Present the following records as a numbered list, leaving out any blank lines.

● EXTRACTED MATERIAL
◇ ◇ ◇ ◇

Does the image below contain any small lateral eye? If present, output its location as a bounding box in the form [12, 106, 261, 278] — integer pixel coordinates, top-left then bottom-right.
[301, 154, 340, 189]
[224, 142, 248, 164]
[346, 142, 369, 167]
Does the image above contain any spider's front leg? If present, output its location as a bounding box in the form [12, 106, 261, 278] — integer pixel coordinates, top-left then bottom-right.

◇ ◇ ◇ ◇

● SOLUTION TO THIS TASK
1. Does the image below contain any small lateral eye? If present, output its location as a bounding box in the form [12, 106, 261, 278] — integer pixel coordinates, top-left then bottom-right.
2. [301, 154, 340, 189]
3. [224, 142, 248, 164]
4. [346, 142, 369, 167]
5. Does the image above contain any spider's front leg? If present, output its location as a bounding box in the form [12, 106, 261, 278] — integer pixel coordinates, top-left then bottom-right.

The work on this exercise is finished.